* _Text provided_:
※

For many parents expecting a new baby, it can be daunting when thinking about how you can introduce your older child or children to their new sibling. For many expecting parents, a number of feelings come about when you’re thinking about introducing your child to a new sibling; excitement, dread, fear about how they will react. We often think it will go a few ways; they could be happy about the new arrival; they may hate them, or they may be completely disinterested. No matter how much you prepare, it can often come down to what happens in the moment but there are some tips on how to make the transition as smooth as possible.
Before Birth
The first steps to introducing your older child to their new sibling begins before birth; just like you are getting to know your growing baby. Looking at ultrasounds together and letting your child talk to and touch your bump can help them to feel closer to their sibling and can comfort them about what is to come. Asking them questions about their sibling and talking about what they are doing inside your tummy can help to make your child feel reassured and help them to understand that it is a person.
The First Meeting
Making the first meeting one to remember for all the right reasons is key. There are a number of ways you can do this; if your child is coming to visit you in the hospital consider what is nearby for them to do. Maybe a friend or family member could take them out for food or to a park before the visit to make them happy and ready to meet their sibling. If you would prefer to introduce them in a more comfortable setting such as at home, there are ways to make that interesting too; your child could get involved by planning a welcome home party. A pretty common step when introducing your child to a new baby is to give the child a gift from their new sibling. It helps your child understand that the baby is a real person and that they love them too. The gift doesn’t have to be anything big; just something to make that bond.
After the Birth
A lot of the time a main concern for parents is that your child will feel left out or threatened by the new baby’s arrival. A good way to combat this is to give your child a lot of attention once the baby is home. Putting down your newborn baby and instead focusing on your older child will know they are loved and shouldn’t be worried. From then it is advisable to include your older child in taking care of their new sibling; they can help entertain them, feed them and soothe them. After all you’ll be thankful for the help.

※

* _The data_:
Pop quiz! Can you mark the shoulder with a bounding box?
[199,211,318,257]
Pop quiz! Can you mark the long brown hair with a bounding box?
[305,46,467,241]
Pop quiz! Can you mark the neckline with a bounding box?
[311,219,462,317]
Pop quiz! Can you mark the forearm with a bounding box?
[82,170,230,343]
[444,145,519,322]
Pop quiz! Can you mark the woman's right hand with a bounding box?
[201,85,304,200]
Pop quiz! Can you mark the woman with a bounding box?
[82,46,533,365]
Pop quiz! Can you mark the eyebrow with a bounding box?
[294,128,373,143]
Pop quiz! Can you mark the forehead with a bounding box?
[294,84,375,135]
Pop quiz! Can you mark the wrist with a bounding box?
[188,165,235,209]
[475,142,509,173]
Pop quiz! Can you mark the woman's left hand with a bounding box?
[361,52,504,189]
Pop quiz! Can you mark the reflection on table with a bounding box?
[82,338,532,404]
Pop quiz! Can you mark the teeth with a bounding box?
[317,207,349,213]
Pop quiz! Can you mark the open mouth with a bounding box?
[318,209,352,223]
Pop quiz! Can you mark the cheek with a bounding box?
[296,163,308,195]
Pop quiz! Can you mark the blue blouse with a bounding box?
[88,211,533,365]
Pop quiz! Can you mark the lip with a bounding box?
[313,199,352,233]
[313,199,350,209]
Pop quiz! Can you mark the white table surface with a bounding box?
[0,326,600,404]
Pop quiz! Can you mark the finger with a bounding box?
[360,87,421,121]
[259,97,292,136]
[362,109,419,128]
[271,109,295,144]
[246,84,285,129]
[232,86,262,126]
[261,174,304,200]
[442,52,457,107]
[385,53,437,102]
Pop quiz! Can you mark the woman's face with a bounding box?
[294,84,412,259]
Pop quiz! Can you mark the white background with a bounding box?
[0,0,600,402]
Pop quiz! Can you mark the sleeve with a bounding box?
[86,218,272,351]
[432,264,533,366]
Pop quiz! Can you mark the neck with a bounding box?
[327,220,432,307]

※

* _Work task 1_: In the article on introducing an older child to a new sibling, rewrite the passage starting with "For many parents" and going on through "smooth as possible.", swapping "daunting" for "overwhelming".
* _Work task 2_: List every section heading in the article on introducing an older child to a new sibling.
* _Work task 3_: Carry on the article about introducing an older child to a new sibling from its final sentence.

* _Response area 1_:
For many parents expecting a new baby, it can be overwhelming when thinking about how you can introduce your older child or children to their new sibling. For many expecting parents, a number of feelings come about when you’re thinking about introducing your child to a new sibling; excitement, dread, fear about how they will react. We often think it will go a few ways; they could be happy about the new arrival; they may hate them, or they may be completely disinterested. No matter how much you prepare, it can often come down to what happens in the moment but there are some tips on how to make the transition as smooth as possible.

* _Response area 2_:
Before Birth
The First Meeting
After the Birth

* _Response area 3_:
10 Rules For Introducing Your Toddler To Your New Baby
Having a baby is an exciting time, however, as a parent you are likely to feel apprehensive when it comes to introducing your new addition to your toddler. While there is no one rule fits all approach to this there are a few basic rules which can help guide you to make the first meeting run as smoothly as possible.
- Gradually talk to your toddler about the concept of been a big brother or sister.
- Read a book about new babies to encourage your toddlers understanding about what it means to have a new baby in the family.
- Get them involved in your pregnancy. Don’t hide been pregnant as it will shock them when the new addition arrives.
- Encourage your toddler to interact with other babies before the birth. Hold your friend’s babies within sight of your toddler, if they seem jealous don’t panic, support your toddler’s reaction and praise them when appropriate.
- The first meeting should be relaxed. Most toddlers don’t like change so ensure you are in an environment which makes your toddler happy.
- Although the first meeting is a big moment for you try not to make it feel like that for your toddler.
- Involve your toddler in the basic care of your new baby. Simple tasks like getting you a clean nappy or wipes can help toddlers feel important in their new role.
- Keep to existing routines as best you can. Continue to send them to nursery as usual and keep bath time and bed time routines consistent where possible.
- Expect your toddlers behaviour to regress, from sleep to potty training, this is all completely normal and can happen a few weeks after the arrival of baby.
- Never stop your toddler interacting with the new baby. While toddlers can be heavy handed it is important they establish a bond, ensure your toddler understands to be gentle and always supervise.